◆ **Problem requirements**
Go through the data that follows and restate each line exactly as it reads.

◆ **Entries taken from a collection**
═══

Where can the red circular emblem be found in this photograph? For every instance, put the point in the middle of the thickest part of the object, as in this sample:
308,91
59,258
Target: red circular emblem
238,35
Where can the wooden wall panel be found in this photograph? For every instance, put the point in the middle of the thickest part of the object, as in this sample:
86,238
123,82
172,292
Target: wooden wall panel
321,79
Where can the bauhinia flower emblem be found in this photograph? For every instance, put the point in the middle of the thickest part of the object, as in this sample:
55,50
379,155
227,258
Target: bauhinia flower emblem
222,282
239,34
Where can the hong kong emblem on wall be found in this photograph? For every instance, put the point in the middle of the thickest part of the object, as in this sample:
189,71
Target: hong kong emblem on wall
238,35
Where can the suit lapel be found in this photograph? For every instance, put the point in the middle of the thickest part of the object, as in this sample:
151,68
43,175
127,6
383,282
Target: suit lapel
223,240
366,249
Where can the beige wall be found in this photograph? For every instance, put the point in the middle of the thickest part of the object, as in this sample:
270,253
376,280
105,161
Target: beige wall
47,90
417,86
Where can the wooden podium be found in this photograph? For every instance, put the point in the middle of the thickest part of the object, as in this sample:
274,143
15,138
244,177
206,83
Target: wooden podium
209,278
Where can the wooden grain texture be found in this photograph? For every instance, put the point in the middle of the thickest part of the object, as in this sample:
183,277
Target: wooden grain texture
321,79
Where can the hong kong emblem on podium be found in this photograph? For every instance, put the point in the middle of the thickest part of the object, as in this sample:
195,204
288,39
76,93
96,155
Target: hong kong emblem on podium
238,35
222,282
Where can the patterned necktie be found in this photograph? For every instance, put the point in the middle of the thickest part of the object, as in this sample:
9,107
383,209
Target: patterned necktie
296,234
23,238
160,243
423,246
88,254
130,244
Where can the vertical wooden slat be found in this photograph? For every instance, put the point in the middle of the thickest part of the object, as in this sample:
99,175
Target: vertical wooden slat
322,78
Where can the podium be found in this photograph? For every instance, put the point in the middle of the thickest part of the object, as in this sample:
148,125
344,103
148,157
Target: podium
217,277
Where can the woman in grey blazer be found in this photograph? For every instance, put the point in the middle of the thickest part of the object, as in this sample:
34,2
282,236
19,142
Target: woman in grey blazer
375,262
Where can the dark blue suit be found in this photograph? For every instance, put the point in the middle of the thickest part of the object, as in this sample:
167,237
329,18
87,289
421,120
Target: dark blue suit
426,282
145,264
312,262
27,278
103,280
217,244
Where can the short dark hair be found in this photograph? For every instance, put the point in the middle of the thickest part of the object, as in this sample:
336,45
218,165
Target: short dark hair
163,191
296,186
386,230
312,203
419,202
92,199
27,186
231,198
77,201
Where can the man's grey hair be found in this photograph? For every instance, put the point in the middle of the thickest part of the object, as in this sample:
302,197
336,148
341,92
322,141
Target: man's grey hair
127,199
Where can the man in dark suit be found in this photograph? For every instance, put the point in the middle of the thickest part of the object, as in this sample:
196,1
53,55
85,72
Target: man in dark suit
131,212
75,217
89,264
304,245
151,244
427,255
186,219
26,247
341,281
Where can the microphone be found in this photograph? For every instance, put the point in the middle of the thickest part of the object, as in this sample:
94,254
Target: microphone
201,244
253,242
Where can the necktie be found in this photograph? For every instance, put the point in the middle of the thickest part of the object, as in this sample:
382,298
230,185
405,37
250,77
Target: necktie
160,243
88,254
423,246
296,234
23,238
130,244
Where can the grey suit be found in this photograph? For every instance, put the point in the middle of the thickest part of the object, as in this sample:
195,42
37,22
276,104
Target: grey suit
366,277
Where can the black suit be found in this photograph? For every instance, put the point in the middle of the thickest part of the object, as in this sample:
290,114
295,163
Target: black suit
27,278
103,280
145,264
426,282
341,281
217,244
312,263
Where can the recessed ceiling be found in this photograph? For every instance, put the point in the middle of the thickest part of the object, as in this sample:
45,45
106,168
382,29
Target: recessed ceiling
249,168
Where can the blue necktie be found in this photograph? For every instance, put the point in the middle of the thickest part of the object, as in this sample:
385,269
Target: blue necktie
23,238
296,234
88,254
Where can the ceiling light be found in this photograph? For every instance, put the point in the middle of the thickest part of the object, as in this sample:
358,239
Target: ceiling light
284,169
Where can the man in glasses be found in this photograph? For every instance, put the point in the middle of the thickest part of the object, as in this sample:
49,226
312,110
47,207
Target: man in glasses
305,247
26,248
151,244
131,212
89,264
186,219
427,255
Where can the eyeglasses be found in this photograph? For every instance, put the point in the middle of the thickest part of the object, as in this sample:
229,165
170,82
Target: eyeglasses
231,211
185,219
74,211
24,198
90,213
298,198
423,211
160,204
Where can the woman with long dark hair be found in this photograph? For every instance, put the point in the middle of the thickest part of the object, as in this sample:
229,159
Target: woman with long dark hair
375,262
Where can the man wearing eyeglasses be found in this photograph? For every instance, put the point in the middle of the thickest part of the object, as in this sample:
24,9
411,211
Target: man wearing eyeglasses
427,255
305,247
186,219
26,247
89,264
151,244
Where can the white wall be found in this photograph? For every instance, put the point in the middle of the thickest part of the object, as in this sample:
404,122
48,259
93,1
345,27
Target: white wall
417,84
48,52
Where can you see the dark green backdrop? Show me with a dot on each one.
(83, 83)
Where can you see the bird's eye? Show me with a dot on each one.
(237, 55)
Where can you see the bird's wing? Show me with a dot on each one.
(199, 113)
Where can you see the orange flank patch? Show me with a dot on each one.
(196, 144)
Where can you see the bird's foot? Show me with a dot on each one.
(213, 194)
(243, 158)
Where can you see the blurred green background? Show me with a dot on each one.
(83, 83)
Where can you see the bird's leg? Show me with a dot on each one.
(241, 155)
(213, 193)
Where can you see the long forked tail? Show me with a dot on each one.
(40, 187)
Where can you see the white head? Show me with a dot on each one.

═══

◆ **Answer to the problem**
Where can the red circular emblem be found in this photograph? For every instance, put the point in the middle of the thickest part of the object, as in this sample:
308,91
59,258
Target: red circular emblem
238,35
Where can the wooden wall panel be found in this photograph? For every instance, put the point in the middle of the thickest part of the object, as in this sample:
86,238
123,82
172,292
Target: wooden wall panel
321,79
Where can the bauhinia flower emblem be found in this photograph? For every instance, put the point in the middle of the thickest part of the object, as in this sample:
55,50
379,155
227,258
Target: bauhinia flower emblem
222,282
239,34
Where can the hong kong emblem on wall be found in this photograph? For every instance, put the point in the middle of the thickest part of the object, as in this sample:
189,71
Target: hong kong emblem on wall
238,35
Where can the suit lapel be found in this photograph? For every instance, put the point in the middle of the thickest part of the object, as in this sample:
151,68
43,175
127,6
383,282
Target: suit lapel
223,240
366,249
Where can the beige wall be found in this photograph? For every instance, put the point in the middle of the thickest part of the object, as in this sample:
270,253
376,280
105,161
Target: beige wall
47,90
417,86
Where can the wooden podium be found in this photograph? For every instance, put the point in the middle of the thickest part of the object, as in this sample:
274,143
15,138
244,177
206,83
Target: wooden podium
209,278
Where can the wooden grain texture be found in this photograph? For every instance, put the point in the middle of the thickest part of the object, as in this sample:
183,277
Target: wooden grain texture
321,79
Where can the hong kong emblem on podium be found in this photograph? For every instance, put the point in the middle of the thickest part of the object, as in this sample:
195,204
288,39
76,93
96,155
Target: hong kong emblem on podium
238,35
222,282
Where can the patterned necktie be found in this photograph? For every instance, put the point in the middle of the thickest part of the object, as in this sample:
9,107
383,209
Target: patterned necktie
296,234
23,238
160,243
423,246
88,254
130,244
Where can the vertical wooden slat be found in this photograph? For every instance, put the point in the middle of the thickest part of the object, as in this sample:
99,175
Target: vertical wooden slat
322,78
Where can the podium be found in this photograph? For every instance, put the point in the middle of the thickest part of the object, as in this sample:
148,125
344,103
148,157
Target: podium
217,277
Where can the woman in grey blazer be found in this photograph? For every instance, put the point in the middle of the thickest part of the object, as in this sample:
34,2
282,236
19,142
Target: woman in grey blazer
375,262
Where can the dark blue suit be found in this photograph? For every instance, put the point in the middle of the thickest part of the object, as in this sample:
167,237
329,18
87,289
421,120
Target: dark blue suit
426,282
145,264
312,262
27,278
103,280
217,244
Where can the short dark hair be found in this photograph? For every instance, put the point in the middle of the thickest part of the object, as in this sample:
336,45
218,165
Target: short dark hair
163,191
296,186
386,230
312,203
419,202
92,199
27,186
231,198
77,201
Where can the man's grey hair be found in this photograph? For every instance, put the point in the middle of the thickest part of the object, as in this sample:
302,197
336,148
341,92
322,141
Target: man's grey hair
127,199
Where can the man in dark suit be found in this photograph? For every instance, put the point in the middle of the thickest part of the object, as in this sample:
196,1
53,55
85,72
Target: man in dark suit
131,212
75,217
89,264
304,245
151,244
427,255
186,219
26,247
341,281
Where can the microphone be found in this photograph? For every instance, put the point in the middle of the thickest part of the object, as in this sample:
94,254
Target: microphone
201,244
253,242
Where can the necktie be found in this photograph? For every instance, put the point in the middle of the thickest part of the object, as in this sample:
382,298
230,185
405,37
250,77
Target: necktie
160,243
88,254
423,246
296,234
23,238
130,244
Where can the grey suit be found in this photograph? For every instance, put the point in the middle of the thickest part of the object, as in this sample:
195,42
37,22
276,104
Target: grey suit
366,277
Where can the black suit be found in this photograph? For every instance, put the point in the middle of the thickest part of the object, as in this sample:
290,114
295,163
Target: black suit
27,278
103,280
145,264
426,282
341,281
217,244
312,263
Where can the recessed ceiling be found in this photograph? For every instance, put the point in the middle of the thickest part of the object, as in this sample:
45,45
106,168
382,29
Target: recessed ceiling
249,168
Where can the blue necktie be found in this photograph? For every instance, put the point in the middle of the thickest part of the object, as in this sample:
385,269
Target: blue necktie
23,238
296,234
88,254
Where can the ceiling light be found in this photograph? For every instance, put the point in the middle of the thickest part of the object, as in this sample:
358,239
Target: ceiling light
284,169
Where can the man in glasses be found in this photograph? For every instance, put the point in the middle of the thickest part of the object, as in this sample:
49,226
312,110
47,207
Target: man in glasses
305,247
26,248
151,244
131,212
89,264
186,219
427,255
Where can the eyeglasses be found in this photograph? For every instance, put the point in the middle of the thickest part of the object, as in this sample:
229,165
170,82
Target: eyeglasses
231,211
185,219
74,211
24,198
90,213
298,198
423,211
160,204
Where can the woman with long dark hair be found in this photograph? For every instance, put the point in the middle of the thickest part of the object, as in this sample:
229,159
Target: woman with long dark hair
375,262
Where can the man wearing eyeglasses be found in this photograph? For every instance, put the point in the middle of the thickest part of the object, as in this sample:
24,9
411,211
Target: man wearing eyeglasses
427,255
305,247
186,219
26,247
89,264
151,244
Where can the white wall be found in this photograph? For every instance, put the point in the middle of the thickest part of the object, as in this sample:
404,122
48,259
93,1
345,27
Target: white wall
417,84
48,52
Where can you see the dark green backdrop? Show me with a dot on each one.
(83, 83)
Where can you see the bird's eye? Show me with a dot on each one.
(237, 55)
Where can you see the bird's wing? Show me with a dot on each one.
(199, 113)
Where can you see the orange flank patch? Show me with a dot on each one.
(196, 144)
Where can you see the bird's foot? Show me with a dot on each one.
(213, 194)
(243, 158)
Where can you see the blurred green background? Show me with a dot on each one.
(83, 83)
Where can you see the bird's leg? Show me with a dot on each one.
(241, 155)
(213, 193)
Where can you see the long forked tail? Show me with a dot on each one.
(40, 187)
Where can you see the white head? Show me with a dot on each one.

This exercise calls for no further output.